### Assignment
Rewrite everything from the start of the listing down to and including the line that contains "positive clicks: (64, 103)", replacing "rough mask" with "coarse mask" and leaving all else unchanged. Omit the pictures from your answer.

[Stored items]
Segment Open

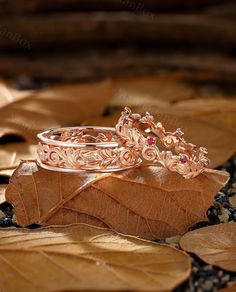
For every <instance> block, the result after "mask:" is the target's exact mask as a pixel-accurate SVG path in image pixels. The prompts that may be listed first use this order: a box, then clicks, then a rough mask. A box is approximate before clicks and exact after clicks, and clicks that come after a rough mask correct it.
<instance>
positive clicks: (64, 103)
mask: <svg viewBox="0 0 236 292" xmlns="http://www.w3.org/2000/svg"><path fill="white" fill-rule="evenodd" d="M112 95H113V88H112V85H111V82H110V81H104V82H100V83H95V84H86V85H61V86H54V87H52V88H48V89H42V90H37V91H33V92H30V94H29V93H28V92H26V93H25V96H24V97H22V96H21V95H20V94H12V98H11V99H8V101H7V102H6V101H5V102H2V103H1V102H0V105H1V106H0V116H1V121H0V137H1V136H4V135H7V134H15V135H20V136H21V137H23V138H24V139H26V140H28V141H32V140H35V135H36V133H37V132H39V131H40V130H42V129H48V128H52V127H57V126H61V125H66V126H69V125H78V124H79V123H81V122H82V121H83V120H84V119H87V118H89V117H93V116H99V115H101V114H102V113H103V112H104V109H105V107H106V106H107V104H108V101H109V100H110V98H111V97H112ZM0 96H1V94H0ZM16 97H17V98H16ZM2 100H3V99H2Z"/></svg>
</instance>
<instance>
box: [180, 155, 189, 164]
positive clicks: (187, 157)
mask: <svg viewBox="0 0 236 292" xmlns="http://www.w3.org/2000/svg"><path fill="white" fill-rule="evenodd" d="M187 161H188V157H187V156H185V155H181V156H180V162H181V163H186V162H187Z"/></svg>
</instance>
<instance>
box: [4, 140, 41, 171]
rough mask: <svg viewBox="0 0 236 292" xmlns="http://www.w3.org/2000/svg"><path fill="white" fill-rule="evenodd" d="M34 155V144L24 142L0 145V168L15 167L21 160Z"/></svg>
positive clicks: (34, 148)
mask: <svg viewBox="0 0 236 292" xmlns="http://www.w3.org/2000/svg"><path fill="white" fill-rule="evenodd" d="M36 157H37V146H36V145H30V144H28V143H26V142H18V143H8V144H4V145H0V170H7V169H13V168H16V167H17V166H18V165H19V163H20V161H21V160H30V159H35V158H36ZM0 175H1V173H0Z"/></svg>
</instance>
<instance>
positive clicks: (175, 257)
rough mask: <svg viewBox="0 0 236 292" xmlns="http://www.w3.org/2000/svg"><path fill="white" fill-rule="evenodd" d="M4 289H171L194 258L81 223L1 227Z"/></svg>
mask: <svg viewBox="0 0 236 292" xmlns="http://www.w3.org/2000/svg"><path fill="white" fill-rule="evenodd" d="M0 254H1V256H0V261H1V265H0V272H1V278H0V283H1V288H2V289H3V290H4V291H6V292H13V291H16V290H17V291H24V292H28V291H29V292H31V291H35V292H37V291H40V292H41V291H72V290H73V291H75V290H76V291H85V290H86V291H91V290H92V291H127V290H132V291H171V290H172V289H174V288H175V287H176V286H177V285H179V284H180V283H182V282H183V281H184V280H186V279H187V278H188V276H189V274H190V270H191V263H190V257H189V256H188V255H187V254H185V253H183V252H181V251H179V250H177V249H174V248H172V247H170V246H167V245H160V244H156V243H152V242H148V241H144V240H140V239H137V238H133V237H128V236H123V235H118V234H116V233H113V232H112V231H109V230H107V229H100V228H95V227H92V226H89V225H83V224H75V225H70V226H66V227H58V226H54V227H48V228H43V229H41V230H35V231H29V230H13V229H11V230H7V231H6V229H1V230H0Z"/></svg>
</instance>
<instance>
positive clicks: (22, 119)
mask: <svg viewBox="0 0 236 292" xmlns="http://www.w3.org/2000/svg"><path fill="white" fill-rule="evenodd" d="M183 77H184V75H181V74H160V75H158V76H152V77H145V78H143V77H142V78H135V79H126V80H113V81H103V82H98V83H91V84H71V85H69V84H68V85H62V84H61V85H54V86H50V87H47V88H43V89H37V90H23V91H21V90H16V89H14V88H12V87H11V86H10V85H9V84H7V83H6V82H3V81H0V116H1V119H0V210H1V212H2V215H1V216H3V215H4V216H5V217H2V218H0V223H1V224H2V225H1V226H9V223H8V222H11V220H12V222H13V221H14V222H16V223H17V224H18V225H20V227H35V225H34V224H39V225H42V226H43V227H41V228H39V229H36V230H31V229H29V228H14V227H11V228H4V229H3V228H2V229H0V262H1V265H0V269H1V274H0V275H1V276H0V291H6V292H8V291H9V292H15V291H16V290H17V291H25V292H27V291H29V292H31V291H85V290H86V291H173V289H175V288H176V287H177V286H179V285H180V284H181V283H183V282H184V281H185V280H187V279H188V278H189V276H190V274H191V254H195V255H196V256H197V261H200V260H199V259H198V258H200V259H201V260H202V261H203V262H205V263H207V264H209V265H214V266H217V267H219V268H221V269H223V270H225V271H230V272H236V246H235V241H236V240H235V239H236V238H235V235H236V223H235V222H234V223H233V222H230V223H223V224H218V225H213V226H208V227H204V228H199V227H201V226H205V225H204V224H212V222H210V221H207V220H208V219H209V217H207V216H206V214H208V213H207V211H209V210H210V209H209V207H211V205H212V203H213V200H214V197H215V195H216V194H217V192H218V191H219V190H220V189H222V188H223V187H225V185H226V183H227V181H228V180H229V174H228V173H227V172H225V171H219V170H214V169H206V170H205V171H204V172H203V173H202V174H200V175H199V176H197V177H195V178H193V179H189V180H186V179H184V178H183V177H182V176H181V175H179V174H178V173H173V172H169V171H167V170H165V169H164V168H162V167H160V166H147V165H146V166H141V167H139V168H135V169H130V170H126V171H123V172H117V173H103V174H96V173H90V174H87V173H83V174H81V173H80V174H68V173H63V172H55V171H49V170H45V169H43V168H41V167H39V166H38V165H37V163H36V162H35V158H36V143H37V141H36V134H37V132H39V131H41V130H44V129H48V128H53V127H58V126H74V125H81V124H82V125H98V126H99V125H101V126H114V125H115V124H116V122H117V120H118V118H119V116H120V112H121V110H122V109H123V108H124V107H125V106H129V107H131V109H132V111H133V112H137V113H141V114H143V113H145V112H146V111H149V112H150V113H152V114H153V115H154V118H155V121H156V122H158V121H159V122H161V123H162V124H163V126H164V127H165V129H166V130H168V131H174V130H176V128H178V127H180V128H181V129H182V130H183V132H184V133H185V138H186V140H187V141H189V142H191V143H194V144H196V145H197V146H205V147H206V148H208V151H209V158H210V160H211V164H210V168H216V167H219V166H222V165H223V164H225V163H226V162H227V161H228V162H227V163H229V161H231V160H232V159H231V160H229V159H230V158H231V157H232V156H233V155H234V154H235V150H236V131H235V124H236V102H235V100H234V99H233V98H232V97H225V96H222V95H221V94H218V95H215V94H212V93H207V92H204V91H201V90H200V89H199V88H197V87H196V86H195V85H193V84H191V83H190V82H187V81H186V79H184V78H183ZM21 140H22V141H21ZM226 168H227V167H226ZM224 169H225V167H224ZM227 169H229V168H227ZM9 177H10V181H9V184H8V179H9ZM231 181H232V178H231V180H230V184H231V183H232V182H231ZM218 194H220V192H219V193H218ZM218 194H217V195H218ZM223 195H224V194H223ZM235 195H236V191H235V194H234V193H233V191H232V194H231V195H230V198H229V200H228V201H227V202H226V201H225V199H224V201H222V202H223V203H222V204H226V205H227V204H228V205H229V206H230V208H231V209H232V210H234V209H233V208H235V212H236V203H235ZM222 200H223V199H222ZM6 201H7V202H6ZM216 206H217V202H216V201H215V205H214V208H217V207H216ZM12 207H13V208H14V209H13V211H12ZM211 208H212V207H211ZM5 209H7V211H6V210H5ZM218 209H219V210H220V212H221V213H220V214H218V215H217V216H218V217H217V218H219V222H220V221H221V222H226V221H229V214H228V213H227V214H226V215H227V216H224V214H223V213H222V210H225V212H229V211H228V209H226V207H225V205H224V207H222V208H221V209H220V208H218ZM3 212H4V213H3ZM232 212H233V211H232ZM13 213H14V215H13ZM230 214H231V213H230ZM232 214H233V213H232ZM232 214H231V215H230V216H231V217H230V218H231V219H230V220H234V219H232V218H233V217H232V216H233V215H232ZM235 214H236V213H235ZM223 217H224V218H223ZM226 217H227V220H225V218H226ZM217 223H218V222H217ZM7 224H8V225H7ZM32 224H33V225H32ZM213 224H215V223H213ZM13 225H14V226H17V225H16V224H11V226H13ZM55 225H57V226H55ZM190 228H191V229H196V228H199V229H196V230H193V231H190V232H189V229H190ZM121 234H123V235H121ZM125 234H126V235H125ZM133 236H134V237H133ZM141 238H143V239H141ZM144 239H145V240H144ZM148 240H149V241H148ZM150 240H156V241H160V242H165V243H167V244H168V245H164V244H159V243H154V242H151V241H150ZM171 244H174V246H176V247H178V249H176V248H173V247H171V246H170V245H171ZM181 248H182V249H183V250H184V251H181ZM187 253H189V254H187ZM194 261H195V260H193V261H192V263H193V269H192V277H191V279H192V278H193V271H194V269H195V268H196V267H195V266H194ZM209 267H211V266H209ZM213 269H214V267H213ZM209 274H210V273H209ZM231 274H232V273H231ZM229 277H231V276H229ZM231 279H233V280H235V281H236V276H235V277H234V276H232V277H231ZM225 281H226V282H227V281H228V280H225ZM226 282H222V283H226ZM189 283H190V284H189V287H190V290H186V291H191V292H193V291H194V292H195V290H194V289H195V288H196V289H198V288H199V289H201V288H200V287H199V286H197V285H198V284H196V286H194V285H195V284H194V285H192V284H191V283H192V282H189ZM229 284H230V285H231V287H228V288H227V289H228V290H225V291H235V290H234V289H235V283H233V282H232V283H229ZM212 285H213V284H212ZM214 285H215V284H214ZM181 287H184V286H181ZM181 287H180V289H182V288H181ZM206 287H207V285H206ZM208 287H209V286H208ZM212 287H213V286H212ZM214 287H215V286H214ZM218 287H225V284H223V286H220V284H219V286H218ZM183 289H185V288H183ZM191 289H193V290H191ZM212 289H213V288H212ZM213 290H214V289H213ZM213 290H212V291H213ZM179 291H180V290H179ZM181 291H185V290H181ZM196 291H202V290H196ZM206 291H211V290H209V289H208V290H206ZM204 292H205V290H204Z"/></svg>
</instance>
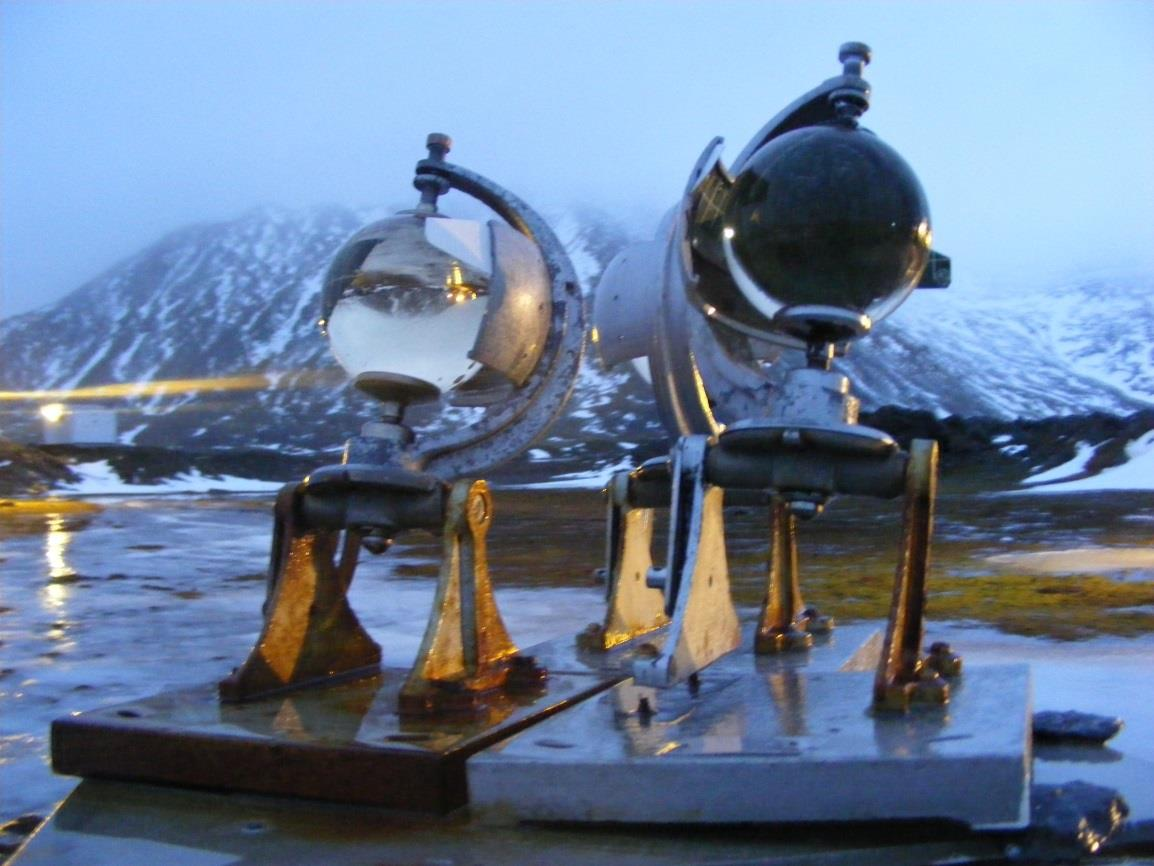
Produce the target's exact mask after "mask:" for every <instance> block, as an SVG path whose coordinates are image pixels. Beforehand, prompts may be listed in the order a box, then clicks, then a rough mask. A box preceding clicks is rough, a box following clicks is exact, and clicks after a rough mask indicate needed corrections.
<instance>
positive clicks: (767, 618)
mask: <svg viewBox="0 0 1154 866" xmlns="http://www.w3.org/2000/svg"><path fill="white" fill-rule="evenodd" d="M804 606H805V605H804V603H803V602H802V600H801V581H800V577H799V574H797V518H796V517H794V515H793V514H790V512H789V507H788V506H787V505H786V502H785V501H784V500H782V499H781V498H780V497H774V498H773V502H772V503H771V505H770V585H769V589H767V590H766V593H765V604H764V605H763V606H762V615H760V619H759V620H758V624H757V636H756V637H755V640H754V651H755V652H757V654H759V655H767V654H772V652H792V651H796V650H805V649H809V648H810V647H812V645H814V637H812V636H811V635H810V634H808V633H807V632H804V630H803V629H801V628H799V627H797V622H799V619H800V617H801V612H802V609H803V607H804Z"/></svg>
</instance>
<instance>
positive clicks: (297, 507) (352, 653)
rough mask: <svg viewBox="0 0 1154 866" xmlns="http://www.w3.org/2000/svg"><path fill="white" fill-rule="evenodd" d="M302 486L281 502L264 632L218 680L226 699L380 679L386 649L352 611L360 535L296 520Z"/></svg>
mask: <svg viewBox="0 0 1154 866" xmlns="http://www.w3.org/2000/svg"><path fill="white" fill-rule="evenodd" d="M304 487H305V485H304V484H291V485H287V486H285V487H284V488H283V490H282V491H280V494H279V495H278V497H277V503H276V512H275V514H276V523H275V528H273V533H272V557H271V565H270V573H269V597H268V599H267V602H265V604H264V627H263V629H262V630H261V636H260V637H258V639H257V641H256V645H255V647H254V648H253V651H252V652H250V654H249V656H248V659H247V660H246V662H245V663H243V664H242V665H241V666H240V667H238V669H235V670H234V671H233V672H232V675H230V677H227V678H226V679H224V680H222V681H220V685H219V694H220V699H222V700H224V701H232V702H237V701H245V700H249V699H253V697H258V696H262V695H267V694H269V693H270V692H278V690H282V689H286V688H294V687H299V686H305V685H309V684H313V682H319V681H329V680H332V679H335V678H352V677H360V675H367V674H370V673H375V672H376V670H377V669H379V665H380V663H381V648H380V645H377V643H376V642H375V641H374V640H373V639H372V637H369V635H368V633H367V632H365V629H364V627H362V626H361V624H360V620H358V619H357V614H355V613H353V610H352V607H350V606H349V597H347V592H349V584H350V583H351V582H352V577H353V572H354V570H355V568H357V554H358V548H359V547H360V540H361V536H360V533H359V532H357V531H355V530H353V529H347V530H345V532H344V548H343V550H342V552H340V559H339V561H335V560H334V557H335V555H336V552H337V548H338V546H339V544H340V535H342V533H340V531H339V530H332V529H315V528H312V527H308V525H304V524H302V522H301V521H299V520H298V518H297V515H298V513H299V505H300V500H301V498H302V493H301V491H302V488H304Z"/></svg>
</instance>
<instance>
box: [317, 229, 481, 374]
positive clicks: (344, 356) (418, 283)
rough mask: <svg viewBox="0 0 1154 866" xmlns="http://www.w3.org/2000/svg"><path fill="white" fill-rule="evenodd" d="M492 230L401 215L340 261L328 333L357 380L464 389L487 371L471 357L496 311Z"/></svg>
mask: <svg viewBox="0 0 1154 866" xmlns="http://www.w3.org/2000/svg"><path fill="white" fill-rule="evenodd" d="M492 269H493V268H492V251H490V242H489V229H488V226H487V225H486V224H484V223H475V222H472V221H463V219H448V218H442V217H426V216H424V215H400V216H396V217H391V218H389V219H383V221H381V222H379V223H374V224H372V225H369V226H367V227H365V229H362V230H361V231H359V232H358V233H357V234H354V236H353V237H352V238H351V239H350V240H349V242H346V244H345V246H344V247H343V248H342V249H340V251H339V252H338V253H337V255H336V257H335V259H334V261H332V266H331V267H330V268H329V273H328V276H327V277H325V282H324V293H323V309H322V320H321V321H322V326H323V327H324V329H325V330H327V333H328V336H329V343H330V348H331V349H332V353H334V356H335V357H336V359H337V361H338V363H339V364H340V366H342V367H344V368H345V369H346V371H347V372H349V373H350V375H353V376H357V375H361V374H365V373H391V374H399V375H403V376H407V378H410V379H415V380H418V381H420V382H424V383H427V385H430V386H434V387H435V388H436V389H437V390H440V391H448V390H451V389H454V388H457V387H459V386H462V385H464V383H465V382H467V381H470V380H471V379H472V378H473V376H475V375H477V374H478V373H479V372H480V371H481V368H482V365H481V364H480V363H479V361H477V360H474V359H473V358H471V357H470V353H471V352H472V350H473V346H474V345H475V344H477V342H478V336H479V334H480V331H481V327H482V320H484V319H485V314H486V311H487V309H488V305H489V283H490V276H492Z"/></svg>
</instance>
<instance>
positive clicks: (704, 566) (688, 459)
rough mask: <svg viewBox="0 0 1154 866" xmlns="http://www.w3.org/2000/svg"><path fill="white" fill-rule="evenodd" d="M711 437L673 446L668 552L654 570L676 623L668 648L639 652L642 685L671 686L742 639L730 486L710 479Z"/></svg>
mask: <svg viewBox="0 0 1154 866" xmlns="http://www.w3.org/2000/svg"><path fill="white" fill-rule="evenodd" d="M706 441H707V440H706V438H705V436H685V438H684V439H682V440H680V441H679V443H677V446H676V447H675V448H674V460H673V501H672V503H670V509H669V554H668V558H667V560H666V568H665V569H664V570H661V572H651V574H650V580H651V581H652V582H653V583H655V584H659V585H665V588H666V613H672V615H673V625H672V626H670V627H669V636H668V639H667V641H666V643H665V649H664V650H662V652H661V655H659V656H658V657H657V658H654V659H637V660H635V663H634V678H635V679H636V681H637V684H638V685H643V686H658V687H665V686H672V685H674V684H676V682H680V681H682V680H684V679H687V678H688V677H689V675H690V674H692V673H696V672H697V671H699V670H702V669H703V667H705V666H706V665H709V664H711V663H713V662H715V660H717V659H719V658H720V657H721V656H724V655H726V654H727V652H732V651H733V650H735V649H737V648H739V647H740V645H741V628H740V625H739V622H737V612H736V610H735V609H734V606H733V598H732V597H730V595H729V567H728V561H727V559H726V550H725V522H724V515H722V508H721V506H722V499H724V492H722V490H721V488H720V487H714V486H712V485H706V484H705V479H704V476H705V472H704V466H705V451H706ZM670 607H672V610H670Z"/></svg>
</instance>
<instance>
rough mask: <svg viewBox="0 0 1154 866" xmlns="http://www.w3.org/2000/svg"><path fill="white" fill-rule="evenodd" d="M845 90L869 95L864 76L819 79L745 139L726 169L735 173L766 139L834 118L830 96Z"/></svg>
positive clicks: (834, 110)
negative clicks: (738, 151) (862, 78)
mask: <svg viewBox="0 0 1154 866" xmlns="http://www.w3.org/2000/svg"><path fill="white" fill-rule="evenodd" d="M845 89H853V90H859V91H861V92H863V94H864V96H865V98H867V99H868V98H869V92H870V90H869V84H868V83H867V82H865V80H864V79H860V77H857V76H856V75H837V76H834V77H832V79H829V80H827V81H823V82H822V83H820V84H818V85H817V87H816V88H814V89H812V90H810V91H809V92H807V94H803V95H801V96H799V97H797V98H796V99H794V100H793V102H792V103H789V104H788V105H787V106H786V107H784V109H782V110H781V111H779V112H778V113H777V114H774V115H773V117H772V118H770V121H769V122H767V124H766V125H765V126H763V127H762V128H760V129H758V130H757V134H756V135H755V136H754V137H752V139H750V140H749V143H748V144H747V145H745V147H744V148H743V149H742V151H741V152H740V154H739V155H737V158H736V159H734V160H733V165H730V166H729V171H730V172H732V173H733V174H735V176H736V174H737V173H739V172H741V170H742V169H744V167H745V163H748V162H749V159H750V158H751V157H752V156H754V154H756V152H757V151H758V150H760V149H762V147H763V145H764V144H765V143H766V142H770V141H772V140H773V139H775V137H778V136H779V135H785V134H786V133H788V132H793V130H794V129H800V128H802V127H803V126H815V125H817V124H824V122H826V121H830V120H835V119H837V117H838V114H837V111H835V110H834V107H833V104H832V103H831V100H830V97H831V96H833V94H835V92H837V91H839V90H845Z"/></svg>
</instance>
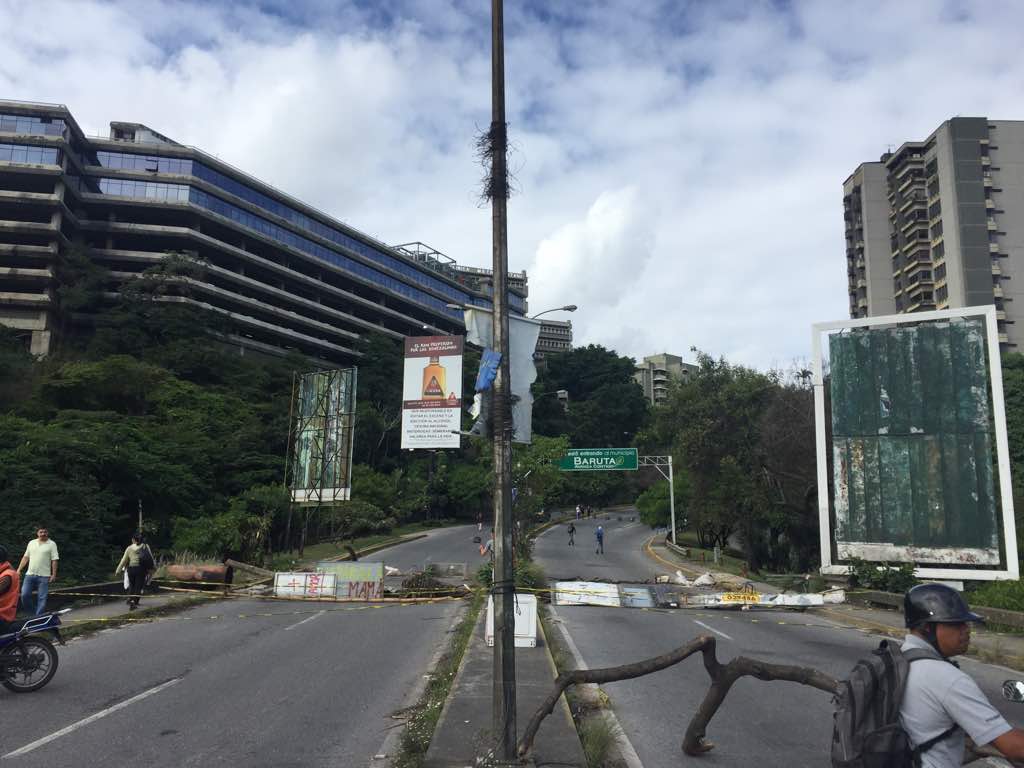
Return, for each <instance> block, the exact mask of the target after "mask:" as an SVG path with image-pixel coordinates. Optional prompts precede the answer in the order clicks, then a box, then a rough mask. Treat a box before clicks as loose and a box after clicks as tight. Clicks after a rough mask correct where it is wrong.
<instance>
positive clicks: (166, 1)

Segment Closed

### The answer
For every <instance> block, the result after "mask:" is the target's exact mask as a pixel-accurate SVG path in image pixels. The prompts that may be listed first use this order: a box, then clicks, then a coarse mask. A box is approximate before clicks and exact after clicks, and clicks that come after a coarse mask correct it.
<instance>
positive clicks: (64, 103)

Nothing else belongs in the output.